> Assignment: For each line of the data below that holds "front", copy the line.

> Stored data:
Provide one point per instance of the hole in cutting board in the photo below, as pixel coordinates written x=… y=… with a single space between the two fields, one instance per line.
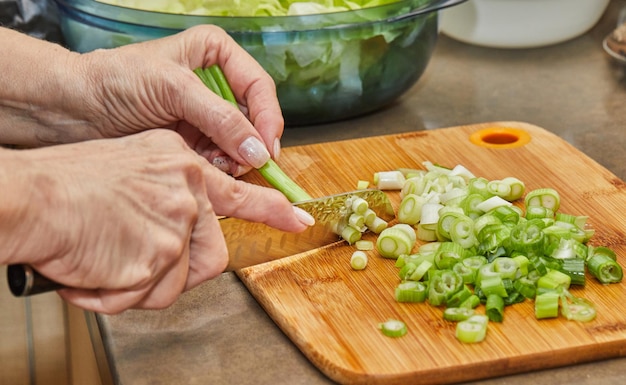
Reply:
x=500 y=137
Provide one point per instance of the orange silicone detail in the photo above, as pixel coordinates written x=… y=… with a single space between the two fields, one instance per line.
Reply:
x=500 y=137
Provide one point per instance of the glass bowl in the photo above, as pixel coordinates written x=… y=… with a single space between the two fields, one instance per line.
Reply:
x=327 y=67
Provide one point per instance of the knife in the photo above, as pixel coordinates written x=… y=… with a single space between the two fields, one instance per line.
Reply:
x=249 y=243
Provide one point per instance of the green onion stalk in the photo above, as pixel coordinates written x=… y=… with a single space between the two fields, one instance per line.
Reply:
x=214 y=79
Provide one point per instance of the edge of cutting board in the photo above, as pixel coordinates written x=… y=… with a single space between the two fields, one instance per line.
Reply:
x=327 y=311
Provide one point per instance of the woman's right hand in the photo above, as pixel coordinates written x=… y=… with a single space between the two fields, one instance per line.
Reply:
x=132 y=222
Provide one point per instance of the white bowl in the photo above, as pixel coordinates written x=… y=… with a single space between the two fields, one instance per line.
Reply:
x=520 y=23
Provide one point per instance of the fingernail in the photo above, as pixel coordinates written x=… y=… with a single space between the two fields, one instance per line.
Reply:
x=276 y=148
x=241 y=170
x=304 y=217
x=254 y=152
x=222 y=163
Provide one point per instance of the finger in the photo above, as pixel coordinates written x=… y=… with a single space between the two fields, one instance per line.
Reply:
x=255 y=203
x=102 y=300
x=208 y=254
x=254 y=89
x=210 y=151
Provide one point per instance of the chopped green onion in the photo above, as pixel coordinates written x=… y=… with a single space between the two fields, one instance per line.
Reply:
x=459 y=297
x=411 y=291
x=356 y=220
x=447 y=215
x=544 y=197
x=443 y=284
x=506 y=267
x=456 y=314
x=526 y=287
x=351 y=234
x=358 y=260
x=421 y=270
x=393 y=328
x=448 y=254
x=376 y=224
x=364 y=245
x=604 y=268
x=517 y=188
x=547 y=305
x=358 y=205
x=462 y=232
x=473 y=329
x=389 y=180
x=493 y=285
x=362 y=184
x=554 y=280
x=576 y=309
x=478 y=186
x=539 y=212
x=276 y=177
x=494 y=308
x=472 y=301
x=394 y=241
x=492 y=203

* * *

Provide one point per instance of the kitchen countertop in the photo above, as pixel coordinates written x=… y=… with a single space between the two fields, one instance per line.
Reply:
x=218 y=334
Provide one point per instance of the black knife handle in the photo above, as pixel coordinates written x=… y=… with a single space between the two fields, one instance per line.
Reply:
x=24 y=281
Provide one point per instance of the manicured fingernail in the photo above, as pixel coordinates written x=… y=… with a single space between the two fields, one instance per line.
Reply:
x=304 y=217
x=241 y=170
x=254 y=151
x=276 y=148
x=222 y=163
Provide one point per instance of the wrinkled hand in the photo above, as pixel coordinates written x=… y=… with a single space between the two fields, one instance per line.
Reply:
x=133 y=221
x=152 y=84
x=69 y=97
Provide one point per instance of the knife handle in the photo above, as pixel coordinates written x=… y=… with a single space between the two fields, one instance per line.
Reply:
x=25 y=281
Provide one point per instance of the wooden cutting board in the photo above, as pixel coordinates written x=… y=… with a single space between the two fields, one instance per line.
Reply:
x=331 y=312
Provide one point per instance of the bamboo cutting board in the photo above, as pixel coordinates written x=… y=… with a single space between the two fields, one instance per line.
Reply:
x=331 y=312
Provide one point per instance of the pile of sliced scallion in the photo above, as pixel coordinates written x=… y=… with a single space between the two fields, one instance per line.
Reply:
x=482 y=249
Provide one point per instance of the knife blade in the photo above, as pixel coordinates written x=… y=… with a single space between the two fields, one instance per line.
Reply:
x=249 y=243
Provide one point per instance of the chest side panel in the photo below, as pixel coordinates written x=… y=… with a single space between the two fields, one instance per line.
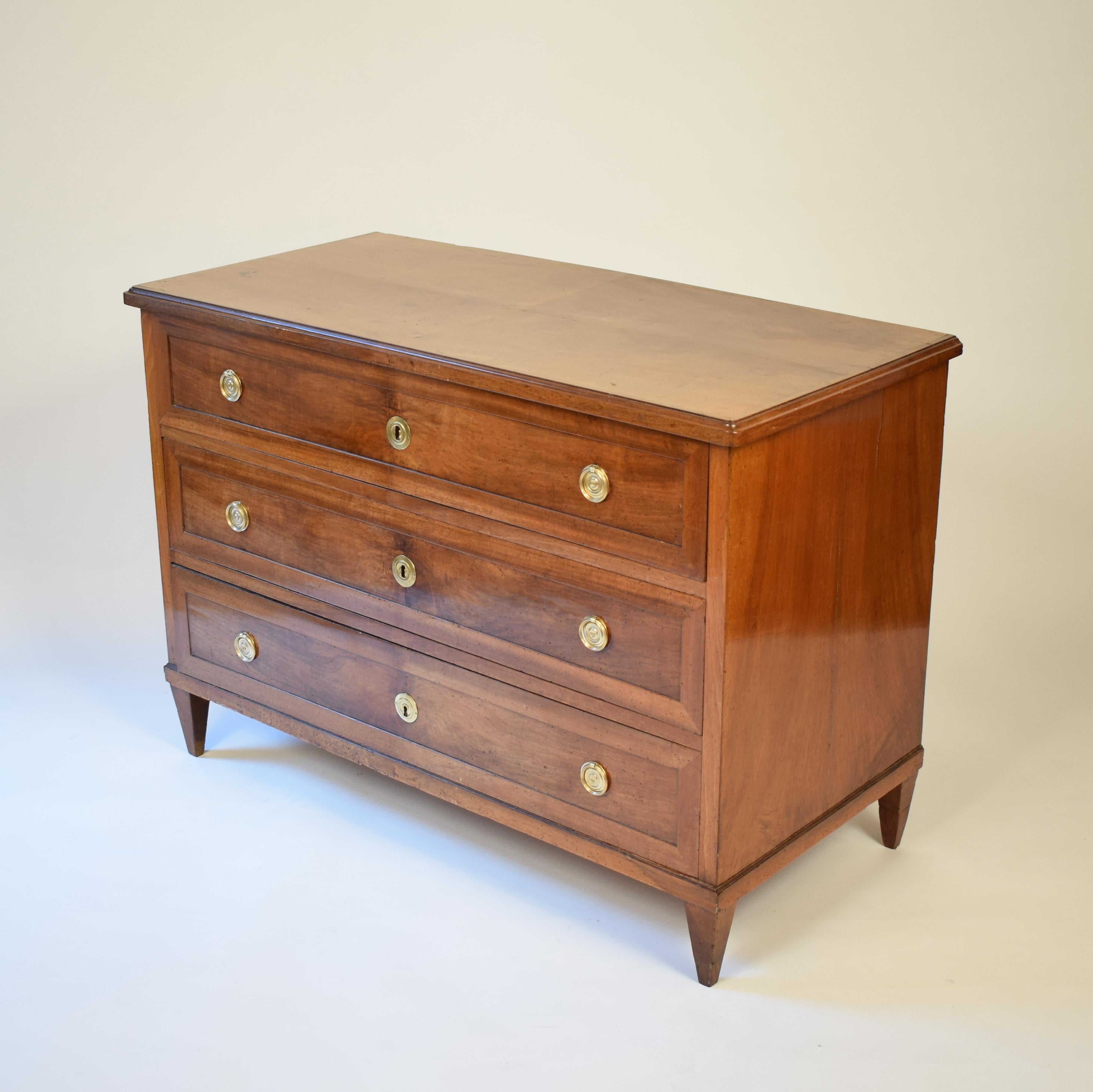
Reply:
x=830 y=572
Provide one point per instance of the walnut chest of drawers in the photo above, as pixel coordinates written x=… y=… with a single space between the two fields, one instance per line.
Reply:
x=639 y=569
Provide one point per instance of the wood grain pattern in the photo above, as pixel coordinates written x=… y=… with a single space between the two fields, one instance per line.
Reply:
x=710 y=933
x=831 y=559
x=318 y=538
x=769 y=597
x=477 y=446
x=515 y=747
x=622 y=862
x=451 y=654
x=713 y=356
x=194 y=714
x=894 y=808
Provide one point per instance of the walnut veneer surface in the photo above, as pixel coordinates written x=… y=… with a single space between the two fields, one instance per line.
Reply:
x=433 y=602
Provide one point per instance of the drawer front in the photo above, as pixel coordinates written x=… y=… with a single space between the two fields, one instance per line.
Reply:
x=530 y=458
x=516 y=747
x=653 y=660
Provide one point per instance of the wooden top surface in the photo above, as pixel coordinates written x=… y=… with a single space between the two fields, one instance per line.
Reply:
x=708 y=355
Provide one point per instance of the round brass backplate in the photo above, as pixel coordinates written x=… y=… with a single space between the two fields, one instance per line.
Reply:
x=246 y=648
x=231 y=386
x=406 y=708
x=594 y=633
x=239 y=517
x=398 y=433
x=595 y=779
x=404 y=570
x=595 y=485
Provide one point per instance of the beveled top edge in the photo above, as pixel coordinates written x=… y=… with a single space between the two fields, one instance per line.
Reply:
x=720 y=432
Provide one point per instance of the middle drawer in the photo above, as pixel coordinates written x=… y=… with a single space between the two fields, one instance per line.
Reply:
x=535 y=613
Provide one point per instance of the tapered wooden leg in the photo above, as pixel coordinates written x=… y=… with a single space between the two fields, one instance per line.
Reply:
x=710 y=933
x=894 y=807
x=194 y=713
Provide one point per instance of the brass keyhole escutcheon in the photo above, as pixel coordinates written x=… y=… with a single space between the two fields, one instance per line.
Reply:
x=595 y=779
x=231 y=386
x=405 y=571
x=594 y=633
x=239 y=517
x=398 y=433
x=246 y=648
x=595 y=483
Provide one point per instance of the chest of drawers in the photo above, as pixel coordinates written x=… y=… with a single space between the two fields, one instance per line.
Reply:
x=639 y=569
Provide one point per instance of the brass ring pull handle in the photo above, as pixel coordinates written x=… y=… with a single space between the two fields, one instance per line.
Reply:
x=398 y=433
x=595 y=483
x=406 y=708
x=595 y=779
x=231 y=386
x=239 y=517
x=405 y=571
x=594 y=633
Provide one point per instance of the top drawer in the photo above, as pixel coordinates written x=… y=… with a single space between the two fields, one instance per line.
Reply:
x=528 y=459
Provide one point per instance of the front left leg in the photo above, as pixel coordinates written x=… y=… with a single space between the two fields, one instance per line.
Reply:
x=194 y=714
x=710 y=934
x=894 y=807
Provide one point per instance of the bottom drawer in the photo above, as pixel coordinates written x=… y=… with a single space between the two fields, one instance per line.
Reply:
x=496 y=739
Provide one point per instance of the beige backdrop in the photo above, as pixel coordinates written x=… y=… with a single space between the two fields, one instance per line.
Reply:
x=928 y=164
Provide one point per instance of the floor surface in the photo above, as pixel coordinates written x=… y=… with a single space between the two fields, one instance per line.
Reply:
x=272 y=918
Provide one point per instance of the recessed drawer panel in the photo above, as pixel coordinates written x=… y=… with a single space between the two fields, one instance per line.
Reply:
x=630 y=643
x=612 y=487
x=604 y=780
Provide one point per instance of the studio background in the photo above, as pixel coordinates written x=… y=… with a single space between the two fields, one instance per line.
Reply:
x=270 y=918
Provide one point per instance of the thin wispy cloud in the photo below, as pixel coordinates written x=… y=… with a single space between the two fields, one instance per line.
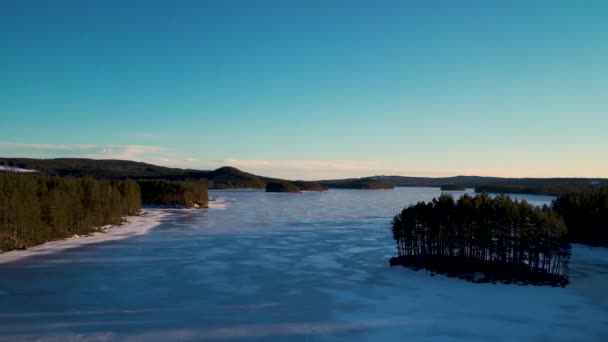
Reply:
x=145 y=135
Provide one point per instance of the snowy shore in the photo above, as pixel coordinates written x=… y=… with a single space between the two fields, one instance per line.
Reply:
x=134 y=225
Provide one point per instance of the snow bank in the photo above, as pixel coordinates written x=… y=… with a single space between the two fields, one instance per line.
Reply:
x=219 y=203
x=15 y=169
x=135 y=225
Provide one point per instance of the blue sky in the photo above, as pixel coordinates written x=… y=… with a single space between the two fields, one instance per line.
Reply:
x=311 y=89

> Result for this task:
Provide one point per instance of the drawer front in the photo above, as pixel coordinates written x=… y=… with a single space between the two fields, one instance per line.
Provide one point per instance of the front left leg in the photo above, as pixel coordinates written x=… y=… with a single space between the two fields, one instance per line.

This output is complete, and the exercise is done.